# Tarefa
Escreva a continuação do texto sobre o lugar ermo das pedreiras de calcário, começando logo depois da última frase dele.

# Texto fornecido
---------------
No trajeto de trabalho também existem algumas pedreiras de calcário que são explodidas três vezes ao dia, liberando gases tóxicos e contaminando o ar, prejudicando a saúde das poucas pessoas que moram lá. Não é por acaso que um padre excomungado esteja vivendo justamente neste local, pagando os próprios pecados, mas dando a extrema-unção aos que estão perto de partir e o sacramento dos mortos para os que já faleceram. Ali, eles estão próximos do céu e também do inferno. O aspecto religioso neste livro, inclusive, é presente de uma forma transviada, com alguns pastores andarilhos tentando conquistar as almas que restam naquele local, com promessas vazias de significado, dando banho de purificação nos que aceitam a renovação do ser.
Edgar, por exemplo, é um homem de fé, mas não da forma tradicional. Ele é religioso à sua maneira. Sobretudo naquele local ermo, que, para ele, parece ser o fim do mundo.
---------------
Trecho de um conjunto de dados:

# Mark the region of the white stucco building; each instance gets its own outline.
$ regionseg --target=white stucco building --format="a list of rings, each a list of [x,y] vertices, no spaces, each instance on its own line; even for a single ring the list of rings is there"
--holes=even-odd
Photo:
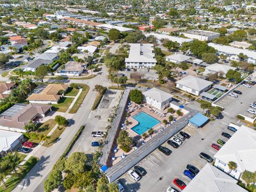
[[[172,100],[173,95],[157,88],[152,88],[143,93],[143,101],[154,107],[164,109]]]
[[[230,176],[239,179],[245,171],[256,171],[256,131],[242,125],[215,154],[214,166]],[[236,163],[237,167],[230,170],[228,163]]]
[[[227,59],[239,61],[240,61],[240,58],[238,57],[239,54],[243,53],[247,57],[245,61],[250,63],[256,64],[256,52],[255,51],[213,43],[208,43],[208,45],[217,50],[217,54],[223,54],[227,55]]]
[[[183,34],[185,37],[196,39],[199,41],[211,41],[220,36],[219,33],[215,33],[211,31],[203,30],[190,30],[185,32],[180,33],[180,35]]]
[[[129,68],[151,68],[156,64],[153,44],[131,43],[125,67]]]
[[[176,87],[183,91],[199,95],[211,88],[213,83],[202,78],[188,75],[176,82]]]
---------------
# Resposta
“Depois de caminhar por alguns metros, Edgar Wilson percebe ao longe a carcaça de um animal. Segue pela estrada de terra batida, que fica deserta a maior parte do tempo e é usada como atalho pelos motoristas que conhecem bem as imediações. Edgar fora atraído para esse trecho por causa de uma revoada de abutres. Assim como a podridão os atrai, os que se alimentam dela atraem Edgar. Tanto as aves carniceiras quanto ele se valem dos próprios sentidos para encontrar os mortos, e ambas as espécies sobrevivem desses restos não reclamados”.
O romance (ou novela) é bastante inquietante, com poucos personagens convivendo num ambiente afastado, em que não resta mais nada, somente eles próprios, convivendo no limite possível da sanidade. O protagonista está ainda mais sombrio e reflexivo nesta trama. Chegou até ali depois de ter passado por ambientes que reforçaram o seu caráter transviado.
A lupa da prosadora carioca é sempre focada um tom abaixo do mainstream literário atual, personificando figuras praticamente invisíveis, excluídas, que estão vagando no limbo, sendo levadas pelo destino. Como Edgar Wilson, um homem condenado pela vida, fazendo o serviço que apenas gente como ele é capaz de realizar.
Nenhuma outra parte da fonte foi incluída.